• **Task instructions**:
State how many lines in the items below contain the string "black", where uppercase and lowercase count as different. Give only the number.

[Entries from a pointing dataset]

* * * * * * * * *

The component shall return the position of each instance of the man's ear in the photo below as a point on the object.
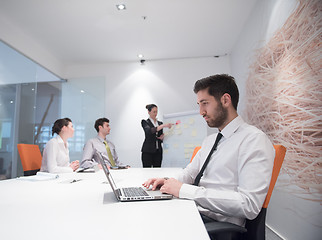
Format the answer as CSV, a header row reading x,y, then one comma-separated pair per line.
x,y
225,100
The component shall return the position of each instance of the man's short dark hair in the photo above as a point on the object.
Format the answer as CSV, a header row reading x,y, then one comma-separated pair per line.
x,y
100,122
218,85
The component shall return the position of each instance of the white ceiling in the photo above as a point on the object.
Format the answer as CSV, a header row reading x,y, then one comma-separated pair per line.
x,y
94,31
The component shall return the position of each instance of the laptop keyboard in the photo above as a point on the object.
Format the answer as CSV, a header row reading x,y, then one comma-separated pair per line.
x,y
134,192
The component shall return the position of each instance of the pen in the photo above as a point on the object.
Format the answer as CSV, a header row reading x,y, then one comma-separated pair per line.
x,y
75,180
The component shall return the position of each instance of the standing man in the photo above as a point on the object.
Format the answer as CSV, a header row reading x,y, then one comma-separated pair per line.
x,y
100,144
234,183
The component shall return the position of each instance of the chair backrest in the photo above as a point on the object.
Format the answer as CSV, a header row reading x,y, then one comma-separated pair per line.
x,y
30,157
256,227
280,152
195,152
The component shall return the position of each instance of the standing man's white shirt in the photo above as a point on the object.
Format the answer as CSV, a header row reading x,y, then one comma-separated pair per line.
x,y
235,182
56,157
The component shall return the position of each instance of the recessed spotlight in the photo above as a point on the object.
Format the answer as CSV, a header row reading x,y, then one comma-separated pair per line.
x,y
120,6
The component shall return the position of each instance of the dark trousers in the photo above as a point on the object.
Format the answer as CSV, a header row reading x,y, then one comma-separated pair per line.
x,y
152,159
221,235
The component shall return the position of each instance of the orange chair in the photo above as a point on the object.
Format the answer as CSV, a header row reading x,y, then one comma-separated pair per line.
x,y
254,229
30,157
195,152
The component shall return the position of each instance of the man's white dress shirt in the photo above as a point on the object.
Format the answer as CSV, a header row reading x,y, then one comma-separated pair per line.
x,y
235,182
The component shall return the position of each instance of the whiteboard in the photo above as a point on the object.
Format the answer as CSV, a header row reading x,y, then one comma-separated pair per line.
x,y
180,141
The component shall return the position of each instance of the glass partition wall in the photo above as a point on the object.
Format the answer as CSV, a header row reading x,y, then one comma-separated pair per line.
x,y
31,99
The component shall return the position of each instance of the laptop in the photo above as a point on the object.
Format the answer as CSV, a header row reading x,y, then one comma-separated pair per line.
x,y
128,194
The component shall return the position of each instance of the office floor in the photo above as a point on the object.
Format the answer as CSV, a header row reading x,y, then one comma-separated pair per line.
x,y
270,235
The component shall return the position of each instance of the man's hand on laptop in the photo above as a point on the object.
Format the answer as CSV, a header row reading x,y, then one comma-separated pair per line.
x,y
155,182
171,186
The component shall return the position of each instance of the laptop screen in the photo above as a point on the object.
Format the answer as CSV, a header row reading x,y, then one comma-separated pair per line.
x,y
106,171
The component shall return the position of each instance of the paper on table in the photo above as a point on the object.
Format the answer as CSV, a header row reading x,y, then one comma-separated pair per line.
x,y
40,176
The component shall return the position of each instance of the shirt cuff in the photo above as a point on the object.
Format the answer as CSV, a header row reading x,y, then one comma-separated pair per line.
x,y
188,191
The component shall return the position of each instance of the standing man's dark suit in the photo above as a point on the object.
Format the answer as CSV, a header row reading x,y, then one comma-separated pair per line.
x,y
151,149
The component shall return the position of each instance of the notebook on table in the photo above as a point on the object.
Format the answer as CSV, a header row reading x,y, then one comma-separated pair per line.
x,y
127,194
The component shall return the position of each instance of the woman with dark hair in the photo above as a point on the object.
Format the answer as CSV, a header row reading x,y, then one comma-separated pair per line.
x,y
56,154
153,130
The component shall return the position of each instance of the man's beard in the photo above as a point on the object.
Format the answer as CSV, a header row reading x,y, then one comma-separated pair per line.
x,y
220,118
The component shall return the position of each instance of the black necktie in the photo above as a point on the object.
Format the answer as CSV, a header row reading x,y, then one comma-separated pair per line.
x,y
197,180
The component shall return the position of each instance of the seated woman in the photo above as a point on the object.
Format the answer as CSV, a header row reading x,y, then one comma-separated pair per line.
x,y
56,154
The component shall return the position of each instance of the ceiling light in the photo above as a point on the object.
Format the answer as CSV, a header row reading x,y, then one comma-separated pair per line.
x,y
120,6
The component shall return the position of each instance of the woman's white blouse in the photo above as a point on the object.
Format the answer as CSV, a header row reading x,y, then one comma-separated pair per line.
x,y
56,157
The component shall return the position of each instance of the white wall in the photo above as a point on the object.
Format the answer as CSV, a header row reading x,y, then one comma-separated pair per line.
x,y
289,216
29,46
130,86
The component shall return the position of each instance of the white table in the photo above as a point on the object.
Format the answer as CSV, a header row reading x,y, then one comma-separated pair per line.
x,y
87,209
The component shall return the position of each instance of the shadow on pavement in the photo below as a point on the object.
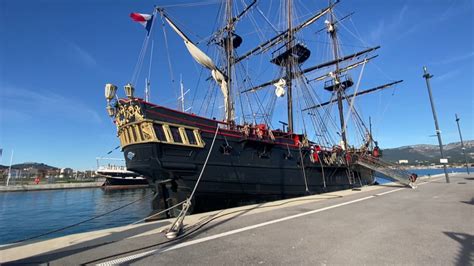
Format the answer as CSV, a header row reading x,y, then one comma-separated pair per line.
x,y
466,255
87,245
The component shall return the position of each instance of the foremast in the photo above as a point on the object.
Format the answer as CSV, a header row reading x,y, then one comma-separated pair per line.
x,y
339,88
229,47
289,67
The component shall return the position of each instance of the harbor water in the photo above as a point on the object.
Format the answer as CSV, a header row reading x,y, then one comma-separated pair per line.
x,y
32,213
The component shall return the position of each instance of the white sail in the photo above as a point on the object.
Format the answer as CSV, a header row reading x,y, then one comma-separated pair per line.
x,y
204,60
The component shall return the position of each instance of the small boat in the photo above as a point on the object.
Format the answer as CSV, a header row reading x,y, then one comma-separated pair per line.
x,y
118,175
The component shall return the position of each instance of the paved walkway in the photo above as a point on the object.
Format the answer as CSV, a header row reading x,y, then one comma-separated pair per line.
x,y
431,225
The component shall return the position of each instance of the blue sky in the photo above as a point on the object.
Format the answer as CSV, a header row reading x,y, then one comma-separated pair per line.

* * * * * * * * *

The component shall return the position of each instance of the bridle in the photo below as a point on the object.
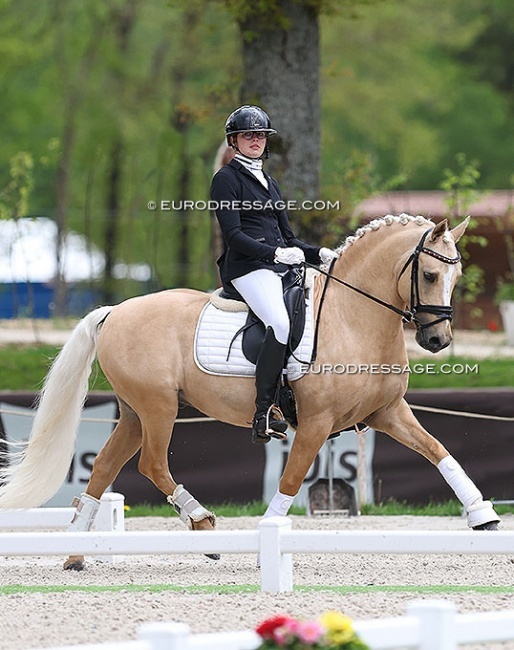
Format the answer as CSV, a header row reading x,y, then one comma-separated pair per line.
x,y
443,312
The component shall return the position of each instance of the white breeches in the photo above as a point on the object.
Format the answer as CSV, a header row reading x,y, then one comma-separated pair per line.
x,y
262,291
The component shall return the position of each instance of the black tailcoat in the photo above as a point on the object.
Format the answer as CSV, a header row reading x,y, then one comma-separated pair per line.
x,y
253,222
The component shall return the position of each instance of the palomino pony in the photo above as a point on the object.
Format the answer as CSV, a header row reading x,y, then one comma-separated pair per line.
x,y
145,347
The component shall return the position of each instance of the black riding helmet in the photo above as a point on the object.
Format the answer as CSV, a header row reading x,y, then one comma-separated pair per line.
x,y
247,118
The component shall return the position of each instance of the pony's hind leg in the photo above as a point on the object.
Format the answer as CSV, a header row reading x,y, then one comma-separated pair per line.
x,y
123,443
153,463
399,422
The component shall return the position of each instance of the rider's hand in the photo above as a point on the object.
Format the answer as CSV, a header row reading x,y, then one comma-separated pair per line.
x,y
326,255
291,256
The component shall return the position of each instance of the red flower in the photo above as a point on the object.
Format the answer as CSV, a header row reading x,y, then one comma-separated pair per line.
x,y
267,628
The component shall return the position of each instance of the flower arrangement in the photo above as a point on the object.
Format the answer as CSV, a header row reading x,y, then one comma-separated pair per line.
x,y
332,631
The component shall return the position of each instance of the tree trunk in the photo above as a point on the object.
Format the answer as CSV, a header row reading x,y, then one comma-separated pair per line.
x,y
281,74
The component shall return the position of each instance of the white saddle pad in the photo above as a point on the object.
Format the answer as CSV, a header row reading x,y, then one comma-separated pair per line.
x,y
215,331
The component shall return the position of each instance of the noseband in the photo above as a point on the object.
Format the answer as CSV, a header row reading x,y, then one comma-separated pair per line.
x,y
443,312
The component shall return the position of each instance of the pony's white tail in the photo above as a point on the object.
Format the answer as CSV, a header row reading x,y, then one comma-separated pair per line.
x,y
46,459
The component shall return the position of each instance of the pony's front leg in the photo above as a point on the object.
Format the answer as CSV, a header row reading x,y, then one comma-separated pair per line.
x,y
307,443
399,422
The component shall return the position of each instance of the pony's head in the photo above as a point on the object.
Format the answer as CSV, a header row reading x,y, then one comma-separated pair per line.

* * * * * * * * *

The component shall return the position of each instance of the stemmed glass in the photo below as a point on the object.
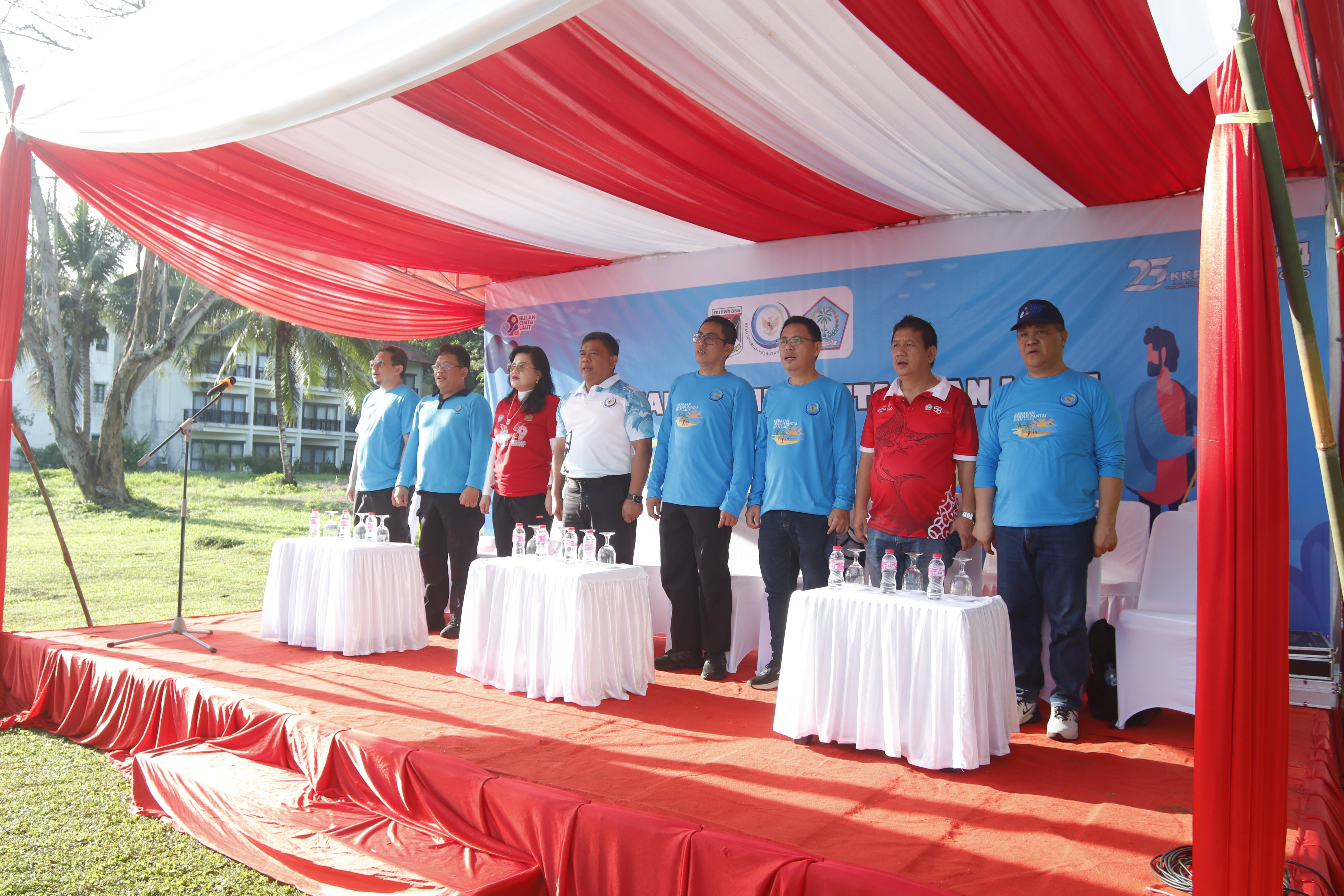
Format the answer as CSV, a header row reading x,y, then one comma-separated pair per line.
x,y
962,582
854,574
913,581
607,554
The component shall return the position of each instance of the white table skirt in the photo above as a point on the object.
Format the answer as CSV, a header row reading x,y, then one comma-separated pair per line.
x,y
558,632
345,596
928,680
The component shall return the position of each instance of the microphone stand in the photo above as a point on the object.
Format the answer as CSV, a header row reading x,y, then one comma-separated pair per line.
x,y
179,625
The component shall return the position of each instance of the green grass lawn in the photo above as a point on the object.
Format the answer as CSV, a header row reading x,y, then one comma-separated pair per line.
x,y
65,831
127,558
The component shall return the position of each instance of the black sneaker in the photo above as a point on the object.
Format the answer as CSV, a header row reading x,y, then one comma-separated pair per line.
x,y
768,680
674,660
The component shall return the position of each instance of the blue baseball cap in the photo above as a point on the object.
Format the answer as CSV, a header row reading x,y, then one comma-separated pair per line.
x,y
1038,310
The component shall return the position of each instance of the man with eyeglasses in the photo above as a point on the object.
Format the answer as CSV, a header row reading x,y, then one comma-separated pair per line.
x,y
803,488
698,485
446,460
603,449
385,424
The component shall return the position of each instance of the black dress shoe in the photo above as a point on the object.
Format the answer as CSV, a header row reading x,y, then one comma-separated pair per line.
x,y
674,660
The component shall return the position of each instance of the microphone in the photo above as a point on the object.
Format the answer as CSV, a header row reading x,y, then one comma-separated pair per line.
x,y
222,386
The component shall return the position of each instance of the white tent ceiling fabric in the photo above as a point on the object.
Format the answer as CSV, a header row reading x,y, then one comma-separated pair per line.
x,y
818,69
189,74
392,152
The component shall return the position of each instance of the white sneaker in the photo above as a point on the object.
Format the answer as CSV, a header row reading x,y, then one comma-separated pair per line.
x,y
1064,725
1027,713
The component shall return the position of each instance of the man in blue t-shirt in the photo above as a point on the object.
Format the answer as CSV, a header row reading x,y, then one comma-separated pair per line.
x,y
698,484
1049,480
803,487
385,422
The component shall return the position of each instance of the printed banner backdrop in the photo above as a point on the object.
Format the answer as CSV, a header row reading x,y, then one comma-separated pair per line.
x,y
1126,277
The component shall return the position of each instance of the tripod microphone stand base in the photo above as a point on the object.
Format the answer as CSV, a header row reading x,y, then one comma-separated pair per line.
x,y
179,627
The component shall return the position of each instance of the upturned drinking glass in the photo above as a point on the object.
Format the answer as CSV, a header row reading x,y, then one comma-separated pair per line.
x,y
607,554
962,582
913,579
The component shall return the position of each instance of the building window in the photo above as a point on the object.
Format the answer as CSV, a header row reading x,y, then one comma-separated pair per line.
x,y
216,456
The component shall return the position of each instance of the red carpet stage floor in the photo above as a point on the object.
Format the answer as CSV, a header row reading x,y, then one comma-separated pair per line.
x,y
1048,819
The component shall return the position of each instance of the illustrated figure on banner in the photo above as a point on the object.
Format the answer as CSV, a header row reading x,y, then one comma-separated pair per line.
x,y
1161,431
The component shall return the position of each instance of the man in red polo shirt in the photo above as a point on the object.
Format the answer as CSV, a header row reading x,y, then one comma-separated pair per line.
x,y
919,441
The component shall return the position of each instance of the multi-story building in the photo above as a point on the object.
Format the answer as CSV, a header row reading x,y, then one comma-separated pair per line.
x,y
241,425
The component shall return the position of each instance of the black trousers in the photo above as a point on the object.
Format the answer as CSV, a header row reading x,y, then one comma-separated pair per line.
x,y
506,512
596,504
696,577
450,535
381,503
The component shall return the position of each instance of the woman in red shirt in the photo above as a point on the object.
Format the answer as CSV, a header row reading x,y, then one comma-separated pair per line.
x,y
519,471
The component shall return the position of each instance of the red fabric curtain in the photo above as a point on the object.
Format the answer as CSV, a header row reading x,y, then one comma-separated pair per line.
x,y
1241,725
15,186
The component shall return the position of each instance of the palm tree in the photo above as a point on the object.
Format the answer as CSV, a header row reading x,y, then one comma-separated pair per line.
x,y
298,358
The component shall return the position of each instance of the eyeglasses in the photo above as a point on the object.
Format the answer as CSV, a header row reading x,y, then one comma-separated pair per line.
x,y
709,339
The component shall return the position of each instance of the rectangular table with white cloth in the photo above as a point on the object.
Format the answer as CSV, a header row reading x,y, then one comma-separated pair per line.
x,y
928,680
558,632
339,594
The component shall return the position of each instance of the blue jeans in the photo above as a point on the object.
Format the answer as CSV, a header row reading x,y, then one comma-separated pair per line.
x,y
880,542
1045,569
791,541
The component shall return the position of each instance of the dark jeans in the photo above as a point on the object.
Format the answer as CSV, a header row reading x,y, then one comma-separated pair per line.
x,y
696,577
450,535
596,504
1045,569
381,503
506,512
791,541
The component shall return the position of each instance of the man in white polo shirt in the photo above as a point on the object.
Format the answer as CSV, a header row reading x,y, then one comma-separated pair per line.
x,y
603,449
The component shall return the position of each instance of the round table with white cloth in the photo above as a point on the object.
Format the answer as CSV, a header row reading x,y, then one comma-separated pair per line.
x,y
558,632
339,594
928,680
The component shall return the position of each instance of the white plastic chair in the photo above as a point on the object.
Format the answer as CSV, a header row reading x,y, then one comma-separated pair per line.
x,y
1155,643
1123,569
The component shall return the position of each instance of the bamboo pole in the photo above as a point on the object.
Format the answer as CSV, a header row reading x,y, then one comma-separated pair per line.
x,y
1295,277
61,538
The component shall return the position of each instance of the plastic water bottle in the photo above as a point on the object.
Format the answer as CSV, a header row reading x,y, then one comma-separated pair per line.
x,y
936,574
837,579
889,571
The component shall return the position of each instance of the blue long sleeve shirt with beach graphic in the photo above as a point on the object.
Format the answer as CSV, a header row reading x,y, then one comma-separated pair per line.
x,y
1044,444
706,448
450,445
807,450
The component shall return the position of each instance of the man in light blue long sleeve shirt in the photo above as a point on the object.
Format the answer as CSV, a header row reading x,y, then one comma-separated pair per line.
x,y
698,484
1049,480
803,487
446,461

* * * * * * * * *

• **Answer to the problem**:
6